**Assigned task**:
In the entries below, the line with "of the woman's" marks the start. Return it and every following line exactly, ending with the last.

##### Input data

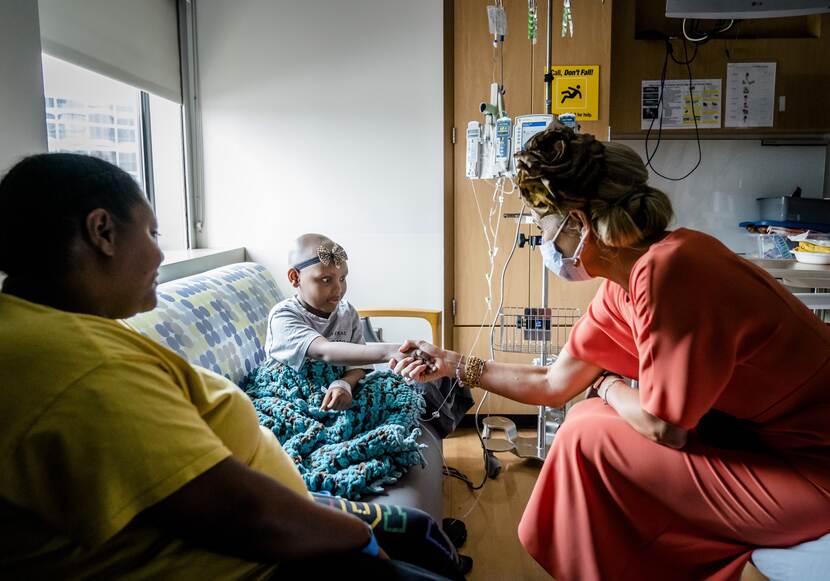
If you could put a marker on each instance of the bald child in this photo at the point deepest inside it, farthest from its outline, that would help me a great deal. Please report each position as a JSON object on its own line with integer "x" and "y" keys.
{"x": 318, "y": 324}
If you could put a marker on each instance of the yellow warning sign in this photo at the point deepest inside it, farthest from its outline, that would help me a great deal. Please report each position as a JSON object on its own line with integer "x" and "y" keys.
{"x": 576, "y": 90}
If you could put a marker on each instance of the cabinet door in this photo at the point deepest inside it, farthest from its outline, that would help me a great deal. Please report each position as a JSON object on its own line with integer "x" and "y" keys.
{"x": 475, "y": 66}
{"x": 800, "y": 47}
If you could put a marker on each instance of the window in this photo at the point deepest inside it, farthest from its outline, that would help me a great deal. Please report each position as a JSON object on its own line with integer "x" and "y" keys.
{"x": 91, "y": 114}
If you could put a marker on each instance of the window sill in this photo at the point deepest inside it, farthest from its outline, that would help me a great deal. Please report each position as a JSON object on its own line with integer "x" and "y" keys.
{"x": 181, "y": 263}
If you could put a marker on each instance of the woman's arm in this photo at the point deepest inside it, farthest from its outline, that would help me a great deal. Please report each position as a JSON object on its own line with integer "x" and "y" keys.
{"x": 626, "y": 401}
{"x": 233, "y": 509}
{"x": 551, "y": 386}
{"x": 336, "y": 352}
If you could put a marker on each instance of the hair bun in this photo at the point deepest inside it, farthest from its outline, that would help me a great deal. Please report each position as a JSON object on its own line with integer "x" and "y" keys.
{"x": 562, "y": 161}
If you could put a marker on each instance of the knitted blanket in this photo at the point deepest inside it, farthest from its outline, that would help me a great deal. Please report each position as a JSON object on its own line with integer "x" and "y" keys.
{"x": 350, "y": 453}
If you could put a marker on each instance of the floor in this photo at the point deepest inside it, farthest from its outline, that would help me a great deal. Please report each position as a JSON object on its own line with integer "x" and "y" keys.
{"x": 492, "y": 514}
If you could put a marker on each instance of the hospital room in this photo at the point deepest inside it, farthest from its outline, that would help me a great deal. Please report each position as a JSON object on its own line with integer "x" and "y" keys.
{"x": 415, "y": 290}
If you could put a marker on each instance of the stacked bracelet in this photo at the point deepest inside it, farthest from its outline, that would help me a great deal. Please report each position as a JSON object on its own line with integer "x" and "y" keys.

##########

**Exercise response**:
If you could put a marker on each instance of the woman's arm in this photo at the point deepest inside it, farthest from its outline, that would help me a great deal. Please report each position as a JSON object on its own line with integer "x" and "y" keys.
{"x": 626, "y": 401}
{"x": 233, "y": 509}
{"x": 551, "y": 386}
{"x": 336, "y": 352}
If you could put a marker on each instance of the hair bun in this photo at the point deepest inside it, farthest from its outline, that would help me a great deal. Please report each position as a JSON object on its own line with integer "x" and "y" keys.
{"x": 562, "y": 161}
If you could put a marker on each instance of the knitted blanket in this photo at the point deepest inside it, farthest from its outline, that would help me a great deal. Please report each position as a JSON object on its own line with integer "x" and "y" keys.
{"x": 350, "y": 453}
If you could put a marker on each instance of the floor in this photo at the point deepest inside it, farthest from its outline, that would help me a great deal. Please report each position as a JSON object on its own line with integer "x" and "y" keys.
{"x": 492, "y": 514}
If you could put a marker on each instance of the hospital room in this photo at the point deepest inside it, farthest from its outline, that would help me a great deal. Please report each position as a JSON object on its own line with integer "x" and "y" keys.
{"x": 415, "y": 290}
If you could put a marker on each instance of the stacked bracelet in this photo at the point deepest inside it, farthest from its outline, that would help me a great deal. Please report each position as a JSON object on its own line with integer "x" and "y" keys.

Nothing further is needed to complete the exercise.